> [Görev]: Uykusuzluk tipleri metninin "Amsterdam’da yer alan" ile başlayıp "internet sayfasında yayınlandı." sözcüklerine dek uzanan bölümünü, "yayınlandı" yerine "duyuruldu" koyarak yeniden yazın.

> [Okuma metni]:
Uykusuzluğun 5 Farklı Tipi Tespit Edildi

  • 22/01/2019

Uykusuzluğun 5 Farklı Tipi Tespit Edildi

Hollanda’da yapılan yeni bir çalışmada kişilik özelliklerine ve duygulara bakılarak uyuyamama hastalığı olarak bilinen Insomnia'nın beş farklı çeşidi tespit edildi.

Bu tespitle birlikte uykusuzluğun nedenlerinin daha iyi anlaşılabileceği ve kişiselleştirilmiş tedavilerin geliştirilmesinin önünün açabiliceği düşünülüyor.

Amsterdam’da yer alan Hollanda Sinirbilim Enstitüsü'nün araştırmacıları tarafından yürütülen çalışma, 7 Ocak’ta Lancet Psychiatry dergisinin internet sayfasında yayınlandı.

Nüfusun yaklaşık yüzde 10'unu etkilediği düşünülürse, uykusuzluğun yaygın sayılabilecek bir rahatsızlık olduğu söylenebilir. Uyuyamama hastalığına sahip olunduğunun başlıca belirtileri, uykuya dalma ve/veya uykuda kalma zorluğudur. Ulusal Sağlık Enstitüsü’ne göre bu durumu yaşayan kişiler uykuya dalmadan önce çok uzun süre uyanık kalır veya uyuduktan sonra çok erken saatte uyanıp bir daha uykuya dalamayabilir.

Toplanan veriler
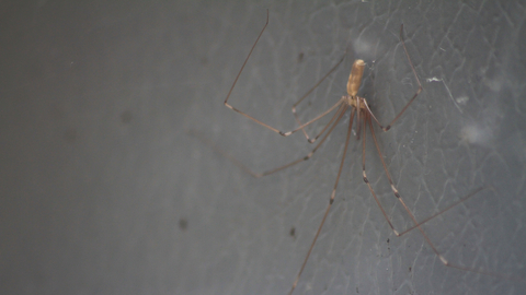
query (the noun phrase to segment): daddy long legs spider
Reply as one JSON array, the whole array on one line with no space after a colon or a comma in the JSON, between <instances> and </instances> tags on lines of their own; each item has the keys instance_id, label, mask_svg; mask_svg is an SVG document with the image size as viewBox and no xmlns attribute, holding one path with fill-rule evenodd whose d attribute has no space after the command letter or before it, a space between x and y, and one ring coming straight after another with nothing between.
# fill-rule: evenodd
<instances>
[{"instance_id":1,"label":"daddy long legs spider","mask_svg":"<svg viewBox=\"0 0 526 295\"><path fill-rule=\"evenodd\" d=\"M307 160L309 160L310 157L313 156L313 154L319 150L319 148L321 146L321 144L323 144L325 142L325 140L328 139L329 134L331 134L331 132L334 130L334 128L336 127L336 125L342 120L342 118L344 117L344 114L347 111L347 109L351 111L351 116L350 116L350 121L348 121L348 127L347 127L347 132L346 132L346 137L345 137L345 144L344 144L344 150L343 150L343 155L341 157L341 161L340 161L340 166L339 166L339 170L338 170L338 175L336 175L336 178L335 178L335 181L334 181L334 186L332 188L332 192L330 194L330 199L329 199L329 204L327 205L327 209L324 211L324 214L323 214L323 217L318 226L318 229L315 234L315 237L312 239L312 243L310 244L310 247L305 256L305 259L302 261L302 264L299 269L299 272L297 273L295 280L294 280L294 283L293 283L293 286L290 288L290 292L289 294L291 294L294 292L294 290L296 288L298 282L299 282L299 279L301 276L301 273L304 272L306 266L307 266L307 262L309 260L309 257L312 252L312 249L316 245L316 241L320 235L320 232L323 227L323 224L325 223L325 220L327 220L327 216L329 215L329 212L331 210L331 206L334 202L334 199L336 197L336 188L338 188L338 185L339 185L339 181L340 181L340 177L341 177L341 174L342 174L342 168L343 168L343 165L344 165L344 162L345 162L345 157L346 157L346 152L347 152L347 148L348 148L348 143L350 143L350 139L351 139L351 133L353 130L353 123L354 123L354 118L356 117L356 140L362 140L362 177L363 177L363 180L364 182L367 185L369 191L370 191L370 194L373 196L373 198L375 199L375 202L377 203L378 208L380 209L381 211L381 214L384 215L385 220L387 221L389 227L391 228L391 231L395 233L395 235L397 236L402 236L403 234L412 231L412 229L418 229L421 235L424 237L424 240L425 243L430 246L430 248L432 249L432 251L436 255L436 257L438 258L438 260L445 266L445 267L449 267L449 268L455 268L455 269L459 269L459 270L464 270L464 271L469 271L469 272L476 272L476 273L482 273L482 274L488 274L488 275L493 275L493 276L500 276L500 278L506 278L505 275L501 275L501 274L498 274L498 273L493 273L493 272L490 272L490 271L485 271L485 270L481 270L481 269L471 269L471 268L468 268L468 267L462 267L462 266L457 266L455 263L451 263L450 261L448 261L444 256L443 253L435 247L435 245L433 244L433 241L430 239L430 237L427 236L427 234L423 231L422 228L422 225L426 222L428 222L430 220L445 213L446 211L450 210L451 208L458 205L459 203L461 202L465 202L466 200L468 200L469 198L471 198L472 196L477 194L479 191L481 190L484 190L484 189L492 189L491 187L482 187L482 188L479 188L477 190L474 190L473 192L471 192L470 194L459 199L458 201L456 201L455 203L448 205L446 209L439 211L438 213L432 215L431 217L427 217L423 221L418 221L416 217L414 216L414 214L411 212L411 210L409 209L409 206L405 204L403 198L400 196L393 180L392 180L392 177L387 168L387 164L384 160L384 156L382 156L382 153L380 151L380 148L379 148L379 144L378 144L378 140L377 140L377 137L376 137L376 133L375 133L375 129L374 129L374 125L377 125L384 132L388 131L391 129L392 126L395 126L395 123L397 122L397 120L405 113L405 110L411 106L411 104L416 99L416 97L419 96L419 94L422 92L422 84L420 82L420 79L416 74L416 71L414 69L414 66L411 61L411 58L410 58L410 55L408 52L408 49L405 47L405 43L404 43L404 39L403 39L403 24L400 26L400 42L402 44L402 48L404 50L404 54L405 54L405 57L408 58L408 61L409 61L409 64L411 66L411 71L412 73L414 74L414 79L418 83L418 88L415 91L415 93L413 94L413 96L408 101L408 103L405 104L405 106L398 113L398 115L395 116L395 118L387 125L387 126L382 126L379 120L375 117L375 115L373 114L373 111L370 110L366 99L362 96L358 96L358 88L359 88L359 85L362 83L362 76L363 76L363 73L364 73L364 69L365 69L365 61L362 60L362 59L357 59L354 61L353 66L352 66L352 69L351 69L351 74L348 76L348 81L347 81L347 94L346 95L343 95L336 104L332 105L330 108L328 108L327 110L323 110L321 111L318 116L316 116L315 118L306 121L306 122L301 122L299 117L297 116L296 114L296 107L309 95L313 92L313 90L316 87L318 87L318 85L324 81L330 74L332 74L340 66L341 63L343 62L344 58L345 58L345 55L336 62L336 64L334 64L331 70L324 75L321 78L320 81L318 81L304 96L301 96L294 105L293 105L293 115L298 123L298 127L290 130L290 131L281 131L279 129L271 126L271 125L267 125L266 122L263 122L259 119L256 119L255 117L252 117L251 115L236 108L235 106L232 106L230 103L229 103L229 98L232 94L232 91L238 82L238 79L239 76L241 75L250 56L252 55L252 51L254 50L254 48L256 47L258 45L258 42L260 40L263 32L265 31L266 26L268 24L268 11L267 11L267 17L266 17L266 23L265 25L263 26L263 28L261 30L255 43L253 44L249 55L247 56L239 73L237 74L229 92L228 92L228 95L225 99L225 105L232 109L233 111L244 116L245 118L263 126L264 128L275 132L275 133L278 133L283 137L288 137L295 132L298 132L301 130L301 132L305 134L305 137L307 138L308 142L310 143L313 143L313 142L317 142L317 144L315 145L315 148L305 156L300 157L300 158L297 158L295 161L291 161L290 163L288 164L285 164L285 165L282 165L279 167L276 167L276 168L273 168L273 169L270 169L270 170L266 170L266 172L263 172L263 173L254 173L252 169L248 168L245 165L243 165L242 163L240 163L239 161L237 161L233 156L231 156L230 154L224 152L224 151L220 151L219 149L216 149L215 148L215 144L211 143L210 141L208 141L207 139L203 139L201 138L203 141L207 142L207 144L214 146L218 152L220 152L224 156L226 156L227 158L229 158L235 165L237 165L239 168L243 169L245 173L252 175L253 177L255 178L259 178L259 177L262 177L262 176L266 176L266 175L271 175L271 174L274 174L274 173L277 173L279 170L283 170L285 168L288 168L290 166L294 166L298 163L301 163L301 162L305 162ZM305 128L316 121L318 121L319 119L328 116L329 114L331 113L334 113L332 115L332 117L330 118L329 122L322 128L322 130L316 134L315 137L309 137L308 133L306 132ZM382 169L385 172L385 175L387 177L387 180L390 185L390 189L392 190L392 194L396 197L396 200L401 204L401 206L403 208L403 211L408 214L408 216L410 217L410 220L412 221L413 223L413 226L409 229L405 229L405 231L399 231L397 229L393 224L391 223L391 220L390 217L388 216L386 210L384 209L384 206L381 205L371 184L369 182L369 179L367 178L367 170L366 170L366 165L365 165L365 151L366 151L366 131L367 131L367 127L369 129L369 132L370 132L370 137L373 138L373 142L374 142L374 145L375 145L375 150L376 150L376 153L378 154L380 161L381 161L381 164L382 164ZM196 134L198 135L198 134Z\"/></svg>"}]
</instances>

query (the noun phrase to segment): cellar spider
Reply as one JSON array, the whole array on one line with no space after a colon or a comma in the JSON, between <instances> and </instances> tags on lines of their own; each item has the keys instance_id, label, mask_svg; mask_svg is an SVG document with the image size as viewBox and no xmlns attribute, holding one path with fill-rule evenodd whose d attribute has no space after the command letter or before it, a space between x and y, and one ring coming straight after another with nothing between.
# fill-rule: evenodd
<instances>
[{"instance_id":1,"label":"cellar spider","mask_svg":"<svg viewBox=\"0 0 526 295\"><path fill-rule=\"evenodd\" d=\"M327 220L327 216L329 215L329 212L330 212L330 209L334 202L334 199L335 199L335 196L336 196L336 188L338 188L338 184L340 181L340 176L342 174L342 168L343 168L343 164L344 164L344 161L345 161L345 156L346 156L346 152L347 152L347 148L348 148L348 142L350 142L350 139L351 139L351 130L352 130L352 127L353 127L353 121L354 121L354 118L356 117L356 122L357 122L357 132L356 132L356 140L359 140L362 139L362 176L363 176L363 180L364 182L367 185L373 198L375 199L378 208L380 209L381 211L381 214L384 215L384 217L386 219L387 223L389 224L389 227L391 228L391 231L395 233L396 236L402 236L404 235L405 233L412 231L412 229L418 229L422 236L424 237L424 240L425 243L431 247L431 249L433 250L433 252L436 255L436 257L439 259L439 261L446 266L446 267L449 267L449 268L455 268L455 269L459 269L459 270L464 270L464 271L469 271L469 272L474 272L474 273L481 273L481 274L487 274L487 275L492 275L492 276L499 276L499 278L507 278L506 275L502 275L502 274L499 274L499 273L494 273L494 272L490 272L490 271L485 271L485 270L481 270L481 269L471 269L471 268L467 268L467 267L462 267L462 266L457 266L457 264L454 264L451 262L449 262L442 253L441 251L438 251L438 249L435 247L435 245L431 241L431 239L428 238L427 234L423 231L422 228L422 225L426 222L428 222L430 220L445 213L446 211L453 209L454 206L458 205L459 203L461 202L465 202L466 200L468 200L469 198L471 198L472 196L477 194L478 192L484 190L484 189L490 189L492 191L494 191L494 189L492 187L481 187L481 188L478 188L476 189L474 191L472 191L471 193L469 193L468 196L464 197L464 198L460 198L458 201L454 202L453 204L448 205L446 209L439 211L438 213L435 213L434 215L432 215L431 217L427 217L425 219L424 221L416 221L414 214L411 212L411 210L409 209L409 206L405 204L405 202L403 201L402 197L400 196L397 187L395 186L395 182L392 181L392 177L389 173L389 170L387 169L387 164L386 162L384 161L384 155L380 151L380 148L378 145L378 141L377 141L377 138L376 138L376 133L375 133L375 130L373 128L373 121L378 125L378 127L384 131L388 131L393 125L395 122L397 122L397 120L403 115L403 113L409 108L409 106L414 102L414 99L419 96L419 94L422 92L422 84L420 82L420 79L416 74L416 71L414 69L414 66L413 66L413 62L411 61L411 58L409 56L409 52L408 52L408 49L405 47L405 43L404 43L404 39L403 39L403 24L400 26L400 42L402 44L402 47L403 47L403 50L405 52L405 56L408 58L408 61L409 61L409 64L411 66L411 70L414 74L414 78L418 82L418 90L416 92L413 94L413 96L411 97L411 99L409 99L409 102L405 104L405 106L400 110L400 113L395 116L395 118L387 125L387 126L382 126L379 120L375 117L375 115L373 114L373 111L370 110L366 99L364 97L361 97L357 95L358 93L358 88L361 86L361 83L362 83L362 76L363 76L363 73L364 73L364 69L365 69L365 62L364 60L362 59L357 59L354 61L353 66L352 66L352 69L351 69L351 74L348 76L348 81L347 81L347 94L343 95L336 104L334 104L333 106L331 106L329 109L322 111L321 114L319 114L318 116L316 116L313 119L310 119L308 120L307 122L301 122L299 120L299 117L297 116L296 114L296 107L309 95L312 93L312 91L318 87L318 85L324 81L330 74L332 74L336 68L343 62L344 58L345 58L345 55L336 62L335 66L333 66L331 68L331 70L321 78L320 81L318 81L304 96L301 96L294 105L293 105L293 108L291 108L291 111L294 114L294 117L295 117L295 120L296 122L299 125L296 129L291 130L291 131L281 131L263 121L260 121L258 120L256 118L248 115L247 113L244 111L241 111L239 110L238 108L233 107L232 105L230 105L228 103L228 99L230 98L230 95L232 94L232 91L236 86L236 83L238 82L238 79L239 76L241 75L241 72L243 71L250 56L252 55L252 51L254 50L255 46L258 45L258 42L260 40L261 38L261 35L263 34L263 32L265 31L266 26L268 25L268 10L266 11L266 23L265 25L263 26L263 28L261 30L255 43L253 44L249 55L247 56L240 71L238 72L233 83L232 83L232 86L230 87L229 92L228 92L228 95L225 99L225 106L227 106L228 108L232 109L233 111L247 117L248 119L283 135L283 137L288 137L293 133L296 133L297 131L302 131L304 135L306 137L306 139L308 140L309 143L313 143L316 141L318 141L318 139L320 137L322 137L318 144L311 150L310 153L308 153L306 156L302 156L298 160L295 160L288 164L285 164L285 165L282 165L277 168L273 168L273 169L270 169L270 170L266 170L266 172L263 172L263 173L254 173L253 170L251 170L249 167L247 167L245 165L243 165L242 163L240 163L239 161L237 161L233 156L231 156L230 154L221 151L220 149L217 149L215 146L214 143L211 143L209 140L194 133L194 135L197 135L202 141L204 141L205 143L207 143L208 145L213 146L216 151L218 151L219 153L221 153L225 157L229 158L236 166L238 166L239 168L243 169L245 173L252 175L253 177L255 178L259 178L259 177L263 177L263 176L266 176L266 175L271 175L271 174L274 174L274 173L277 173L279 170L283 170L285 168L288 168L290 166L294 166L298 163L301 163L304 161L307 161L309 160L310 157L312 157L312 155L316 153L316 151L318 151L318 149L320 148L321 144L323 144L323 142L328 139L329 134L331 134L331 132L334 130L335 126L340 122L340 120L343 118L345 111L347 109L351 109L351 118L350 118L350 121L348 121L348 128L347 128L347 132L346 132L346 137L345 137L345 145L344 145L344 150L343 150L343 155L342 155L342 158L341 158L341 162L340 162L340 166L339 166L339 170L338 170L338 176L336 176L336 179L335 179L335 182L334 182L334 186L333 186L333 189L332 189L332 192L331 192L331 197L330 197L330 200L329 200L329 204L324 211L324 214L323 214L323 217L320 222L320 225L318 226L318 229L316 232L316 235L312 239L312 243L309 247L309 250L307 251L307 255L305 256L305 259L302 261L302 264L299 269L299 272L298 274L296 275L295 280L294 280L294 283L291 285L291 288L289 291L288 294L293 294L294 290L296 288L297 284L298 284L298 281L301 276L301 273L304 272L305 270L305 267L309 260L309 257L312 252L312 249L316 245L316 241L320 235L320 232L321 232L321 228L323 227L323 224ZM316 134L313 138L310 138L307 132L305 131L305 128L316 121L318 121L319 119L323 118L324 116L327 116L328 114L332 113L333 110L335 110L334 115L332 115L331 119L329 120L329 122L322 128L322 130ZM367 178L367 173L366 173L366 168L365 168L365 151L366 151L366 130L367 130L367 126L369 127L368 129L370 130L370 135L373 137L373 142L376 146L376 151L379 155L379 158L381 161L381 164L384 166L384 170L385 170L385 174L387 176L387 180L389 181L389 185L390 185L390 188L392 190L392 193L395 194L395 197L397 198L397 200L400 202L400 204L403 206L403 210L407 212L407 214L409 215L409 217L411 219L412 223L413 223L413 226L410 227L409 229L405 229L403 232L399 232L395 228L395 226L392 225L391 223L391 220L389 219L388 214L386 213L386 210L384 209L384 206L380 204L379 200L378 200L378 197L376 196L375 193L375 190L373 189L368 178ZM291 229L293 231L293 229ZM293 233L293 232L291 232ZM294 235L294 234L291 234Z\"/></svg>"}]
</instances>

> [Alıştırma yanıtı]:
Amsterdam’da yer alan Hollanda Sinirbilim Enstitüsü'nün araştırmacıları tarafından yürütülen çalışma, 7 Ocak’ta Lancet Psychiatry dergisinin internet sayfasında duyuruldu.